Concepts · 9 min read
What is onchain analytics?
Onchain analytics turns a blockchain's history into metrics and dashboards. The chart is the easy part; the work is the pipeline behind it. This guide walks that pipeline with real queries: decoding raw logs, computing a transfer-volume metric end to end, and reconstructing cross-chain stablecoin supply from mint and burn events. It closes on the choice every team faces, hosted SQL versus your own warehouse.
1. What it is, and the pipeline shape
Onchain analytics measures activity recorded on a blockchain: active users, trading volume, total value locked, fee revenue, token supply, holder distribution. A block explorer answers point questions about a single transaction; analytics answers aggregate questions across millions of records, which is why it runs against a database rather than a node.
Every dashboard is the end of a four-stage pipeline. Extract the relevant blocks, logs, and (sometimes) traces. Decode the raw hex into named events with typed fields. Model the decoded data into tables shaped around your questions, handling reorgs and normalizing across chains. Serve it from a warehouse that a BI tool queries with SQL. The sections below work through the two stages that actually take the time, decode and model, with real queries.
2. The decode step is the crux
A raw event log is a set of indexed topics plus a hex data blob. On its own it cannot be summed or grouped. Applying the contract ABI turns it into a Transfer with a named from, to, and value, which is the form analytics needs. The signature that identifies the event is topic0, the keccak256 hash of the event signature; for an ERC-20 Transfer(address,address,uint256) that is 0xddf252ad...b3ef.

════════════════

Stated exercise A: Please count the lines of the listing that contain the word "walking", where case counts, and give only the number.

════════════════

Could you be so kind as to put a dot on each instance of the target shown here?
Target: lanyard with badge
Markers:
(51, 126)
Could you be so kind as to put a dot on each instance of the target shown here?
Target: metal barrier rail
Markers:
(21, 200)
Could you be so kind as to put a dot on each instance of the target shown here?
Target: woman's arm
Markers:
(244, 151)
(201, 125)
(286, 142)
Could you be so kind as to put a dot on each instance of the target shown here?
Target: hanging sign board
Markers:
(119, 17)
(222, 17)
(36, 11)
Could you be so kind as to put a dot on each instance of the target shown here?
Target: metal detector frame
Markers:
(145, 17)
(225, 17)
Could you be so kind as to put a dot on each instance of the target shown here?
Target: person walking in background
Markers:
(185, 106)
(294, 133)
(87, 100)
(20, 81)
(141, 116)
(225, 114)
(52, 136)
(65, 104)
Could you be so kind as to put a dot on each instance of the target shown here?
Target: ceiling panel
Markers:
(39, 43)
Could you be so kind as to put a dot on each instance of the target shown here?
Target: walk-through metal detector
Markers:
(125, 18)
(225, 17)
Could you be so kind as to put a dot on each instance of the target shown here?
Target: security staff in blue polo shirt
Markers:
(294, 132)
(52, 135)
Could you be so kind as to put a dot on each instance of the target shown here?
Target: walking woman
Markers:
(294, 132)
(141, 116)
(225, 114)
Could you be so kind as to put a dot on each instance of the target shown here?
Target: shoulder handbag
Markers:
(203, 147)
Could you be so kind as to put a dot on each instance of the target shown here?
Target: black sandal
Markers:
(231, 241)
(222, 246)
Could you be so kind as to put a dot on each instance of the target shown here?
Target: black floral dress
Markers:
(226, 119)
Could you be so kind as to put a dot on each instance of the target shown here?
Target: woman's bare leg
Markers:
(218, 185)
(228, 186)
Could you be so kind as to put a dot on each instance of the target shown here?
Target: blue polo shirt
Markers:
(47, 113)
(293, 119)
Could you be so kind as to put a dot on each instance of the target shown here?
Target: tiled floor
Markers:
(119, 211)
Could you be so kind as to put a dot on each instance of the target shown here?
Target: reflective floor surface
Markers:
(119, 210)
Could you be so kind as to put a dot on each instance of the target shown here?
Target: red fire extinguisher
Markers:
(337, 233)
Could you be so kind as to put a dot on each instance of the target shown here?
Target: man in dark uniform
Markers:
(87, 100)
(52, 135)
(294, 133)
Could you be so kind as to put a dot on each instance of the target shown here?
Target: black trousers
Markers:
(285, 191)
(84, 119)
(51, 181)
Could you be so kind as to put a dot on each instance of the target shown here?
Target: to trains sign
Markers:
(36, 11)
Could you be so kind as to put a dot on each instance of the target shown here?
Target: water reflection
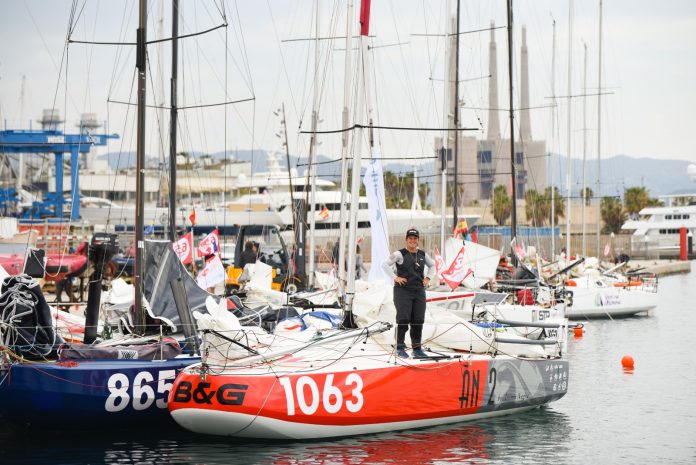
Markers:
(522, 438)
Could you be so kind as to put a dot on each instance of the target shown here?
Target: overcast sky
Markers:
(649, 67)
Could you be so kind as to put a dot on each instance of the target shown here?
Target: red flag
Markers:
(461, 228)
(184, 248)
(365, 18)
(439, 265)
(456, 273)
(324, 213)
(210, 244)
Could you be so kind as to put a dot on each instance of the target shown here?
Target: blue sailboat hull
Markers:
(89, 393)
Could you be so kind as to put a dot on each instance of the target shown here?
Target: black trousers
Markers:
(410, 310)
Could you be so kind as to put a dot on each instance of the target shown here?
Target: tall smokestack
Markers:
(525, 126)
(493, 121)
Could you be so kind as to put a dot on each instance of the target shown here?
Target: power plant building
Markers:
(484, 164)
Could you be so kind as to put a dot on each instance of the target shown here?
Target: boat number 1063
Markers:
(141, 394)
(306, 394)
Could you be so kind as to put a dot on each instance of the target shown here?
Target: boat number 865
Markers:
(142, 393)
(306, 394)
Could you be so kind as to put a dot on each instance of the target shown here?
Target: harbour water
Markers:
(608, 416)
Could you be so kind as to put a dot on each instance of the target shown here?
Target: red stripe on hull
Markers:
(382, 395)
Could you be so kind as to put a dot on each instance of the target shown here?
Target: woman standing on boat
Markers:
(410, 282)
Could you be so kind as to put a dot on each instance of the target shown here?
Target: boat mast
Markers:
(584, 154)
(173, 121)
(141, 63)
(311, 170)
(348, 321)
(455, 194)
(599, 132)
(569, 169)
(344, 148)
(449, 54)
(553, 135)
(513, 223)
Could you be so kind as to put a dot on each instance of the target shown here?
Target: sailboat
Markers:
(123, 382)
(350, 381)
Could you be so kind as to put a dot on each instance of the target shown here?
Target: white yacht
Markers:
(270, 191)
(657, 230)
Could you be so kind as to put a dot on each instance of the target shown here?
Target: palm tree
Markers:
(502, 206)
(635, 199)
(612, 215)
(536, 207)
(587, 195)
(559, 207)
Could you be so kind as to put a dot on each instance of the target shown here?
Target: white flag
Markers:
(374, 188)
(212, 274)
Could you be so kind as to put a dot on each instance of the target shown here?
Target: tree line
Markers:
(614, 212)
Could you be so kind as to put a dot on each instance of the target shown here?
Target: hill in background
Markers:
(660, 177)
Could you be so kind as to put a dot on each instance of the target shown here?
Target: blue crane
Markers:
(55, 141)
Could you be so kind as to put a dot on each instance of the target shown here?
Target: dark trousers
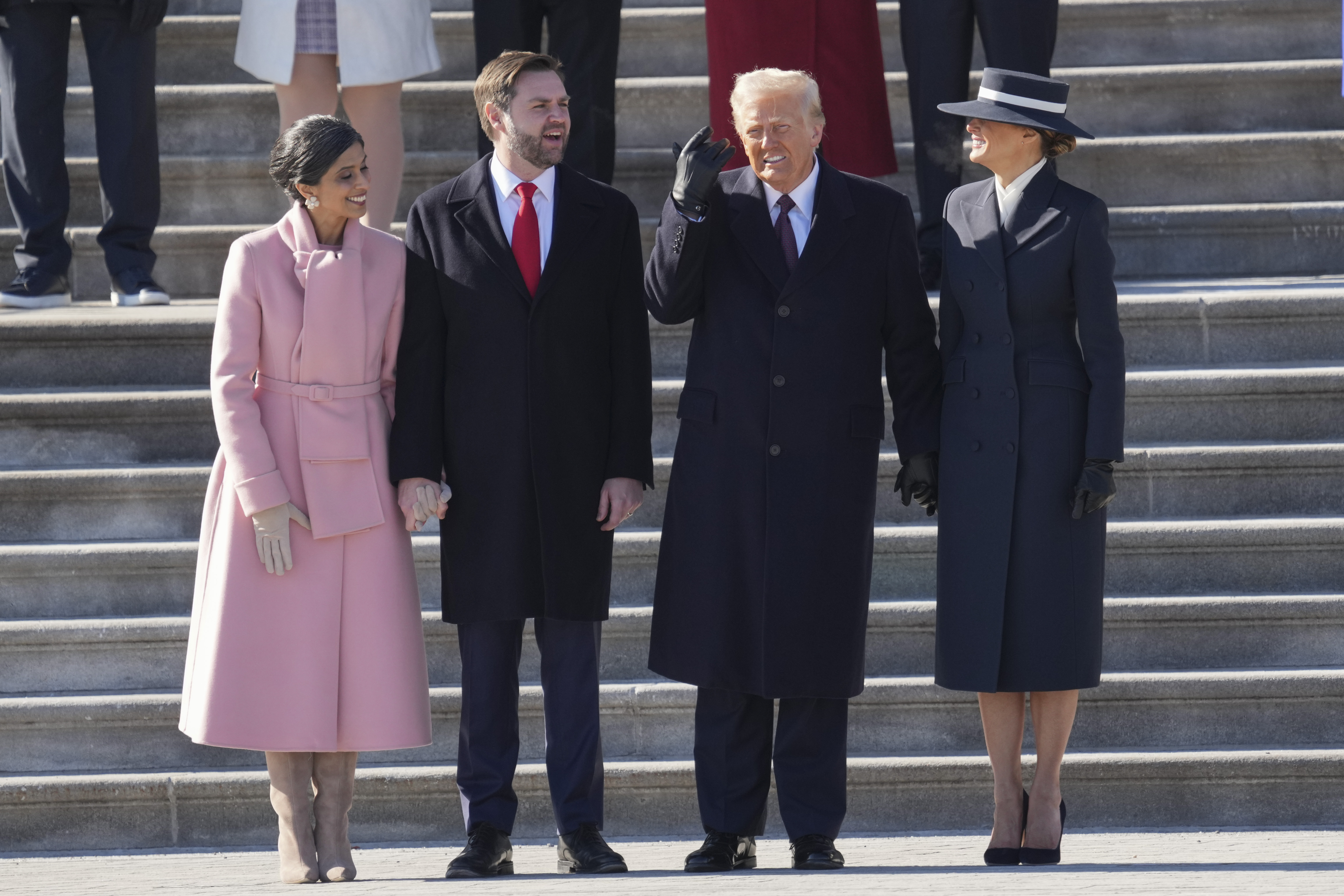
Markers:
(487, 742)
(583, 34)
(733, 755)
(33, 97)
(936, 39)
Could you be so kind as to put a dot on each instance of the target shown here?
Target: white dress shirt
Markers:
(509, 202)
(804, 197)
(1010, 197)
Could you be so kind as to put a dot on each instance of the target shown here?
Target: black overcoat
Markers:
(1034, 383)
(767, 553)
(527, 405)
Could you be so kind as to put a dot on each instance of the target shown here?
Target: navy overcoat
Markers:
(767, 553)
(1034, 383)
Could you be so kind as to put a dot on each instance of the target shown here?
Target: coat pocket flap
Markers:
(955, 371)
(697, 405)
(867, 422)
(1058, 374)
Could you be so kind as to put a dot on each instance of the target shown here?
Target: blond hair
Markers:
(761, 82)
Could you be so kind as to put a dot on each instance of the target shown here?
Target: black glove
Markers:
(697, 170)
(918, 480)
(146, 15)
(1096, 487)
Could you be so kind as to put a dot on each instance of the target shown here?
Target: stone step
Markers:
(1268, 555)
(1135, 789)
(163, 502)
(1111, 101)
(1143, 635)
(669, 39)
(651, 721)
(1124, 171)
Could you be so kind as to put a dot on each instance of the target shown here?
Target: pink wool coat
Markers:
(331, 656)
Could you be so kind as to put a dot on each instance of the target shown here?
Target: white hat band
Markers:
(986, 93)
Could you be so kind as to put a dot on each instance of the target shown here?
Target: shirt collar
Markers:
(803, 195)
(507, 182)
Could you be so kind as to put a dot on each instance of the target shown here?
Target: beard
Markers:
(533, 151)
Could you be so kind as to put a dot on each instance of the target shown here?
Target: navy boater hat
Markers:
(1019, 99)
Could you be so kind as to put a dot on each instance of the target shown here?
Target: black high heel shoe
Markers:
(1009, 855)
(1030, 856)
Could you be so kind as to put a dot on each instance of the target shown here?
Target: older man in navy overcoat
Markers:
(799, 277)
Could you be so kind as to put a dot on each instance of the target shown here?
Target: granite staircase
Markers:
(1221, 150)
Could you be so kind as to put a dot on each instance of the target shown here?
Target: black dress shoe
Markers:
(489, 854)
(724, 852)
(1010, 855)
(1047, 856)
(584, 852)
(814, 852)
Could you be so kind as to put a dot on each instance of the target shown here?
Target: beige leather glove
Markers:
(272, 528)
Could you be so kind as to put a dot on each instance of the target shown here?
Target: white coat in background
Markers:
(379, 41)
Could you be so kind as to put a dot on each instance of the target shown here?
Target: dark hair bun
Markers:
(307, 151)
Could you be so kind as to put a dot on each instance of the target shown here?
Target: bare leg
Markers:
(1003, 717)
(1053, 721)
(377, 115)
(311, 89)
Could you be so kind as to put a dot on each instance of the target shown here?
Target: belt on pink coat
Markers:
(318, 393)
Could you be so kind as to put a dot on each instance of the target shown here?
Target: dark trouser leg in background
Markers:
(573, 727)
(33, 97)
(584, 36)
(122, 69)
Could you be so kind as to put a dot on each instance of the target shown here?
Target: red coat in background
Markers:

════════════════

Stated exercise B: Copy the onchain analytics guide from "1. What it is, and" up to and including "than a node.", changing "block explorer" to "chain browser".

Worked answer A: 2

Worked answer B:
1. What it is, and the pipeline shape
Onchain analytics measures activity recorded on a blockchain: active users, trading volume, total value locked, fee revenue, token supply, holder distribution. A chain browser answers point questions about a single transaction; analytics answers aggregate questions across millions of records, which is why it runs against a database rather than a node.